## The task
Every record below is to be copied exactly, with its images omitted.

--- START ---

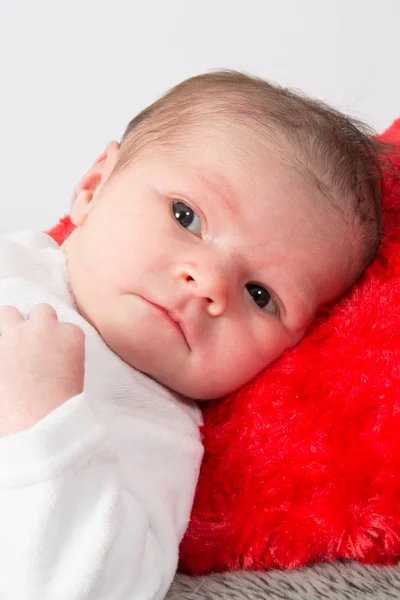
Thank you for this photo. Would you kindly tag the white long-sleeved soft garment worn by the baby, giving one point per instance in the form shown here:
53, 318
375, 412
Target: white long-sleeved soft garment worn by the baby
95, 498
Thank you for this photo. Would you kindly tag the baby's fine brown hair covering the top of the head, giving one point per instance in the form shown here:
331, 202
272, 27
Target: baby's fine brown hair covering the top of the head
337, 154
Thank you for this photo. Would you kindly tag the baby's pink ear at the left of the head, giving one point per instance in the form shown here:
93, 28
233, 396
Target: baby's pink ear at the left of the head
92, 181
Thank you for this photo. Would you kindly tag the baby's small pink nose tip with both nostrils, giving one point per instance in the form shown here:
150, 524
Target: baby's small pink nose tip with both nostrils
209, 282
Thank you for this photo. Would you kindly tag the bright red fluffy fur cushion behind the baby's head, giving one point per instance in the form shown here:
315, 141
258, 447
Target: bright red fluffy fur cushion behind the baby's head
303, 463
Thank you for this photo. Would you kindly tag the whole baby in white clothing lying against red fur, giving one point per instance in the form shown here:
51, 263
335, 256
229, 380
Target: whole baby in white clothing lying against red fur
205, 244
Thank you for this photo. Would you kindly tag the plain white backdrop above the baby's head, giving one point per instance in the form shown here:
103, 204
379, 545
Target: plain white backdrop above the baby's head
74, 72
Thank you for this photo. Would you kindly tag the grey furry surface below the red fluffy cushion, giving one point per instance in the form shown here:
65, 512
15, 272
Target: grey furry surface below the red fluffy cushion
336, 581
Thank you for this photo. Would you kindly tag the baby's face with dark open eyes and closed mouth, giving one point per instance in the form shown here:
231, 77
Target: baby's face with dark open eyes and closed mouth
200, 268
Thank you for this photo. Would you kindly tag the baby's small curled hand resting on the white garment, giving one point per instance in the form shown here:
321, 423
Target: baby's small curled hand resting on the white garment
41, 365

--- END ---

## Result of the task
Thank you for this photo. Would you kindly tag the white long-sleeved soft garment worn by the baby, giving one point per instance in the form shown here:
53, 318
375, 412
Target: white long-sleeved soft garment worn by the baby
95, 498
Thank you for this photo. Would you kindly tag the baby's fine brown hair covering the top of the head, giving one point per instance in the form shown here:
331, 202
272, 27
Target: baby's fine brown hair covering the top of the head
337, 154
Thank you for this photo. Would you kindly tag the baby's pink ear at the left of the head, giving one point per instance in the form shown here:
93, 28
233, 396
Target: baby's pink ear at the left of the head
92, 181
Thank you for this photo. Would you kindly tag the baby's small pink nose tip with both nostrils, giving one point per instance in the form shown here:
150, 524
Target: baby's small pink nose tip with both nostrils
209, 282
Thank you for this photo. Would you kindly tag the bright red fluffy fur cushion behind the baby's head, giving one point per instance in the form shown here:
315, 141
258, 447
Target: bright red fluffy fur cushion behind the baby's head
303, 463
Thank you for this photo. Would you kindly tag the whole baby in white clothing lying against red fur, giving one point per instance in the form shown here:
51, 263
335, 256
229, 380
Target: whole baby in white clothing lying against red fur
205, 244
Thank you for this photo. Would you kindly tag the plain white backdrop above the baby's head, giving one point per instance in the form shown here:
103, 204
379, 545
Target: plain white backdrop above the baby's head
74, 72
Thank you for this photo. Would you kindly tag the grey furry surface below the red fluffy cushion, giving one point per instance in the form shown here:
65, 512
15, 272
Target: grey furry surface below the red fluffy cushion
336, 581
Thank you for this photo. Would you kindly tag the baby's face with dark open eyes and closed mouth, giving one point per instance in the form shown here:
231, 77
Target: baby's face with dark open eyes and closed mouth
200, 268
Thank you for this photo. Would you kindly tag the baby's small curled hand resting on the white garment, giving one point per instance in the form shown here:
321, 423
Target: baby's small curled hand resting on the white garment
41, 365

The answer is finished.